● Stated exercise
Reproduce the records starting at the line that contains "Reviewer note: confirm each instance of the jacket" and ending after the line that contains "pixel 373 783", replacing "jacket pocket" with "coat pocket" and leaving everything else unchanged.

** start of Stored data **

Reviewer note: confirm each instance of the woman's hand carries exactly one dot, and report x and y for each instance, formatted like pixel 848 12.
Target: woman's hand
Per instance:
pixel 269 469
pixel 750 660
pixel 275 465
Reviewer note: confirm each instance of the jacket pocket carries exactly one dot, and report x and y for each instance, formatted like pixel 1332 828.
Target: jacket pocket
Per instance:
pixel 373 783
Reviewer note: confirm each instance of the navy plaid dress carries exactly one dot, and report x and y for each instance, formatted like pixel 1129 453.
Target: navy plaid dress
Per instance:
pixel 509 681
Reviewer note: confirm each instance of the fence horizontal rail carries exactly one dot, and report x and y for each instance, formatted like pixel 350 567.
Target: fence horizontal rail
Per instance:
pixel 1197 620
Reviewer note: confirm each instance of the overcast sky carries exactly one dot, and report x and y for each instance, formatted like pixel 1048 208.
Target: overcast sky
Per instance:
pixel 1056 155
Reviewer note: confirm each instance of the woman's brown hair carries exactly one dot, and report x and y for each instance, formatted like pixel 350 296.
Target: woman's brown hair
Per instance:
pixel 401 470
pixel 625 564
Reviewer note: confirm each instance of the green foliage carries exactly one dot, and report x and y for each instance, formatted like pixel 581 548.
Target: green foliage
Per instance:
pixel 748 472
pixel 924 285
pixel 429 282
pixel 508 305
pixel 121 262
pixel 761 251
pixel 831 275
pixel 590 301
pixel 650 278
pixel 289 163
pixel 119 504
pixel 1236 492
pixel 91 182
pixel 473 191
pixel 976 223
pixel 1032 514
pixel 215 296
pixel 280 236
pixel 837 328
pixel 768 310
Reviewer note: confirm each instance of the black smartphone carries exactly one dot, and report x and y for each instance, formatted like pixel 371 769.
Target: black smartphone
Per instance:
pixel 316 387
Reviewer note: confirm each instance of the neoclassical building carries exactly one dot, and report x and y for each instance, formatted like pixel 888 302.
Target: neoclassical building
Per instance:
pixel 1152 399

** end of Stored data **

● Answer to this exercise
Reviewer note: confirm each instance of the coat pocket carries exactly one dot, and report x and y for each instance, formatted like pixel 1332 828.
Target: coat pocket
Per instance:
pixel 373 783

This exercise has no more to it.